*Data provided:*
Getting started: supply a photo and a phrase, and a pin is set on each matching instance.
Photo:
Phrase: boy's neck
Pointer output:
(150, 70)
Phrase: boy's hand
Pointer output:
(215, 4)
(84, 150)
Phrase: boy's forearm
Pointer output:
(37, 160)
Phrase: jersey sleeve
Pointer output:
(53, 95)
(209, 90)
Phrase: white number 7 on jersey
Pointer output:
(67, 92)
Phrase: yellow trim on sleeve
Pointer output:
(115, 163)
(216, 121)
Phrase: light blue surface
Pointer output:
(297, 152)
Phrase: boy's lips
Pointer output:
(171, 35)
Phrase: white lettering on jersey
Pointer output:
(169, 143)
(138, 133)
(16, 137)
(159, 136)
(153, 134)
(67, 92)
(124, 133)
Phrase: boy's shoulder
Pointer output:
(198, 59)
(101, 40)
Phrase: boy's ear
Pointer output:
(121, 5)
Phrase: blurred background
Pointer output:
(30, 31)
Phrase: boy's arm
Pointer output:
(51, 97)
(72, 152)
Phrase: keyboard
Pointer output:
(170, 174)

...

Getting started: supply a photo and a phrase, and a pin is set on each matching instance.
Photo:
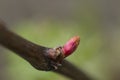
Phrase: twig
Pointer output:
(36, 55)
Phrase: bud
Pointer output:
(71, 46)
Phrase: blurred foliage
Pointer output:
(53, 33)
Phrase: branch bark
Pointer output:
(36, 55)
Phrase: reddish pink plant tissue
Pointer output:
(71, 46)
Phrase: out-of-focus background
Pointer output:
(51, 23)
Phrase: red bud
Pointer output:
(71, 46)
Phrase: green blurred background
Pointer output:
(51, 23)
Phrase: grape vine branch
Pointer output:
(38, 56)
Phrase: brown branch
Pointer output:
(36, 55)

*Exercise:* Among the records above, find each line holding the string "branch" and pull it out.

*Result:*
Phrase: branch bark
Phrase: grape vine branch
Phrase: brown branch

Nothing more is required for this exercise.